Serangan udara di dekat kota selatan Rafah menewaskan dua wartawan pada hari Minggu, termasuk Hamza Dahdouh, anak tertua dari Wael Dahdouh, koresponden utama Al Jazeera di Gaza, menurut saluran berbahasa Arab yang dimiliki oleh Qatar dan pejabat medis setempat. Al Jazeera menyiarkan rekaman Dahdouh menangis dan memegang tangan anaknya. Militer Israel tidak memberikan komentar segera.

Baca Juga: Menhan Israel Paparkan Visi Militer untuk Hari Esok dalam Perang Gaza Jelang Kunjungan Blinken

Tank Israel dekat perbatasan Gaza hari Minggu, (7/1/2024) dengan latar belakang reruntuhan Gaza yang diratakan oleh serangan Israel. (Sumber: AP Photo)

Al Jazeera sangat mengutuk pembunuhan tersebut dan "serangan brutal lainnya terhadap jurnalis dan keluarga mereka" oleh pasukan Israel. Dahdouh juga kehilangan istri, dua anak, dan cucu dalam serangan udara pada 26 Oktober, dan terluka dalam serangan Israel bulan lalu yang menewaskan rekan kerjanya.

"Dunia buta terhadap apa yang terjadi di Jalur Gaza," katanya, menahan tangis.

SOAL LATIHAN:
**1.** Dalam berita tentang serangan di dekat Rafah, siapa ayah Hamza Dahdouh?
**2.** Tuliskan lanjutan berita tentang tewasnya dua wartawan di dekat Rafah, mulai sesudah kalimat terakhir yang ada.
Entri yang menyusul tidak diperlukan.

[Entri dari sumber data]
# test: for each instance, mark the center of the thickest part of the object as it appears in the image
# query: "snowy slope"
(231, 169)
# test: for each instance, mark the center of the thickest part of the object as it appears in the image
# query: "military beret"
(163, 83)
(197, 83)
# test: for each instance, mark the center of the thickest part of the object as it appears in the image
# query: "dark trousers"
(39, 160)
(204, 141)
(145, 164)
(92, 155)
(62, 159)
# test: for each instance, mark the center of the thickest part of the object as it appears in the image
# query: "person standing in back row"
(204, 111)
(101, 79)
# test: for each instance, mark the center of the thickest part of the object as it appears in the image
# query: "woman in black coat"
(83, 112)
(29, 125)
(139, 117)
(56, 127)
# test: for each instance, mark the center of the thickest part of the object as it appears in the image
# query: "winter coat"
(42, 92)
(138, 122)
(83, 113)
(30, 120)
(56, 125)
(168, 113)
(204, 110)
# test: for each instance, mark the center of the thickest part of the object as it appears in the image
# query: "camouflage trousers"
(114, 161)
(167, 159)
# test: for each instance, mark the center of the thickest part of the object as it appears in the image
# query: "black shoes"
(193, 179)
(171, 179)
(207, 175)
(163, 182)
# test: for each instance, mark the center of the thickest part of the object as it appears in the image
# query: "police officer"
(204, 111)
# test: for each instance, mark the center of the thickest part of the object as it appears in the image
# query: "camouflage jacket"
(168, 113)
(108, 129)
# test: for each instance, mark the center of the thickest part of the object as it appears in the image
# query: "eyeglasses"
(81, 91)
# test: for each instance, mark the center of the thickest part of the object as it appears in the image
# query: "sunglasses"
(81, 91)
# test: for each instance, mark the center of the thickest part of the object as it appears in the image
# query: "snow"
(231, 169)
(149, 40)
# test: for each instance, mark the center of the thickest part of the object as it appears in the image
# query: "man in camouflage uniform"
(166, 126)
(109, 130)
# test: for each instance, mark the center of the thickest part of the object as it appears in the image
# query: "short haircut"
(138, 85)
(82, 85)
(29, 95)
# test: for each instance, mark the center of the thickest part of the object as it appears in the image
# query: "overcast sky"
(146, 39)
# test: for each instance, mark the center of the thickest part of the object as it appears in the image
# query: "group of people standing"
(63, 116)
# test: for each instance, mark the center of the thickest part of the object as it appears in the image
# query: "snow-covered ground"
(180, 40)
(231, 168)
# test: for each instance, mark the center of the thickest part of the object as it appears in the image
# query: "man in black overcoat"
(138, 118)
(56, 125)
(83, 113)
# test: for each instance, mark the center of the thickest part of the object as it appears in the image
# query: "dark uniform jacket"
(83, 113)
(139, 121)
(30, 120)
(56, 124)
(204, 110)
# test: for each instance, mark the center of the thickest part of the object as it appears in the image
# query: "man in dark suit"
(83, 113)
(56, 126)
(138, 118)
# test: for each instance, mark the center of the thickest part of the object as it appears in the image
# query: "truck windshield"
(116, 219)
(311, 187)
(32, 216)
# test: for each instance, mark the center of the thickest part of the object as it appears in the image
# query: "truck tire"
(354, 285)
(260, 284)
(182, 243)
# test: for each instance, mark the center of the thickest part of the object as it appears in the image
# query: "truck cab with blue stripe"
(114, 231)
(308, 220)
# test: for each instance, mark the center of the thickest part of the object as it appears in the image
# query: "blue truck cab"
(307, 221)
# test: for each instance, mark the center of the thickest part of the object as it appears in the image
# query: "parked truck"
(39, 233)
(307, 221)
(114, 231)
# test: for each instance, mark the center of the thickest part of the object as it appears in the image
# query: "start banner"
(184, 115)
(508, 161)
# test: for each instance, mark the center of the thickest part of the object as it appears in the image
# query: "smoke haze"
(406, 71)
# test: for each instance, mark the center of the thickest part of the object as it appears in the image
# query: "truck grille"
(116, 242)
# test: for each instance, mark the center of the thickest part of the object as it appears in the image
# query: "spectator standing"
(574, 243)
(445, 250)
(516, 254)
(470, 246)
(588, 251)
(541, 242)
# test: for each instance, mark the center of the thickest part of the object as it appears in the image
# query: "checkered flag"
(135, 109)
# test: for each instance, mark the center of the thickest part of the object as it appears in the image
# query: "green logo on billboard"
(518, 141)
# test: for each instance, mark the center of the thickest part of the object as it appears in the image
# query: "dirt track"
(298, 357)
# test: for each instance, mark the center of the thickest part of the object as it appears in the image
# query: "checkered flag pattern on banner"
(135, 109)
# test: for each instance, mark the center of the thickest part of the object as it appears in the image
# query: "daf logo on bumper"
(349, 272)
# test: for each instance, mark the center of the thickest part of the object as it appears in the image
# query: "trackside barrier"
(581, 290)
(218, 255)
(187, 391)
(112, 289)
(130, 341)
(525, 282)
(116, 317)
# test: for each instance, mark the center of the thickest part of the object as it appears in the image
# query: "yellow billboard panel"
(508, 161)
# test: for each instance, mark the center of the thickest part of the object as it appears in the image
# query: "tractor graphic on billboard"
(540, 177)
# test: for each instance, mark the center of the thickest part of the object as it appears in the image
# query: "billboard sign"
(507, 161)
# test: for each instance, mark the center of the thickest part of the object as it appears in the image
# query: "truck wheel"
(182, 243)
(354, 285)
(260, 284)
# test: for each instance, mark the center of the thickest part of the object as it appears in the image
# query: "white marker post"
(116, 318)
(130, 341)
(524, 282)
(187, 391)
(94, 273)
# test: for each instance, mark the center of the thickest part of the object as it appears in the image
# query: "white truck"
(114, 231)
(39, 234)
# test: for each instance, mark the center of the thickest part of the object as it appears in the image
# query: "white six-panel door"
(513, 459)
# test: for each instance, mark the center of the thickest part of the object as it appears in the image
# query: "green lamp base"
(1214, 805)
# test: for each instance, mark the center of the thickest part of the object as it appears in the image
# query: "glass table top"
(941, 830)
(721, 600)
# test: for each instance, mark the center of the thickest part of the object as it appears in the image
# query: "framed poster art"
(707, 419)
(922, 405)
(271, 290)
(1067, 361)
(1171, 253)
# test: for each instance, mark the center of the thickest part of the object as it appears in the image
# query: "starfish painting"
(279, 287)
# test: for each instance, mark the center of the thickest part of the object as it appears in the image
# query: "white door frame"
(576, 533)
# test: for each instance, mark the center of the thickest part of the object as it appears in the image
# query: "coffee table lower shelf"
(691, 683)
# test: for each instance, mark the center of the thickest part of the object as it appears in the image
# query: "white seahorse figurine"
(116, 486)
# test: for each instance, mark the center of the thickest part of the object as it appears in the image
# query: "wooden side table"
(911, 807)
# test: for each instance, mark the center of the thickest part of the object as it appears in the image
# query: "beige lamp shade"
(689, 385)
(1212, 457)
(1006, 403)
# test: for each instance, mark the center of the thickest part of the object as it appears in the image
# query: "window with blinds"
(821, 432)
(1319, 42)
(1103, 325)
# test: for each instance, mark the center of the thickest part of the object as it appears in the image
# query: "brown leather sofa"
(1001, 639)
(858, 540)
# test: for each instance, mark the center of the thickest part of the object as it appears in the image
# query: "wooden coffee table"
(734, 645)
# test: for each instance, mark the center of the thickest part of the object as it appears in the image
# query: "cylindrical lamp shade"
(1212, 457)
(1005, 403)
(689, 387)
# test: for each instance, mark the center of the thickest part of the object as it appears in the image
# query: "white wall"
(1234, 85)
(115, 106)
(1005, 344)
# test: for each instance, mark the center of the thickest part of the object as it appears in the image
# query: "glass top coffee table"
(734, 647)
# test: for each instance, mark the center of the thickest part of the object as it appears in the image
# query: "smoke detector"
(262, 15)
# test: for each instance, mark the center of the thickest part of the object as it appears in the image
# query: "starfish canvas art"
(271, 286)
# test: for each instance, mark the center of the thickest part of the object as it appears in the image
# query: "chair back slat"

JAWABAN SOAL:
**1.** Wael Dahdouh, koresponden utama Al Jazeera di Gaza.

**2.**
Serangan udara lainnya menghantam sebuah rumah antara Khan Younis dan kota selatan Rafah, menewaskan setidaknya tujuh orang yang jenazahnya dibawa ke Rumah Sakit Eropa di Gaza, menurut jurnalis Associated Press di fasilitas tersebut. Seorang pria membawa seorang bayi dengan tergesa-gesa, dan kemudian membawa anak yang dibungkus selimut ke kamar mayat.

"Semua yang terjadi di sini berada di luar batas hukum, di luar batas akal sehat. Otak kami tidak sepenuhnya dapat memahami semua ini yang terjadi pada kami," kata kerabat yang berduka, Inas Abu al-Najja, suaranya yang gemetar. Para pria bekerja di reruntuhan dengan cangkul dan tangan kosong.

Pada hari Minggu, pejabat di Rumah Sakit Nasser di kota selatan Khan Younis menerima jenazah 18 orang, termasuk 12 anak-anak, yang tewas dalam serangan Israel larut Sabtu di sebuah rumah di kamp Khan Younis yang dibangun puluhan tahun lalu untuk menampung pengungsi dari perang 1948 terkait pembentukan Israel.

Pasukan Israel mendorong lebih dalam ke kota tengah Deir al-Balah, di mana penduduk di beberapa lingkungan diingatkan bahwa mereka harus mengungsi.

Organisasi medis internasional, Doctors Without Borders atau dikenal dengan akronim Prancis MSF, mengatakan mereka sedang mengevakuasi staf medis mereka dari Rumah Sakit Al Aqsa Martyrs di Deir al-Balah.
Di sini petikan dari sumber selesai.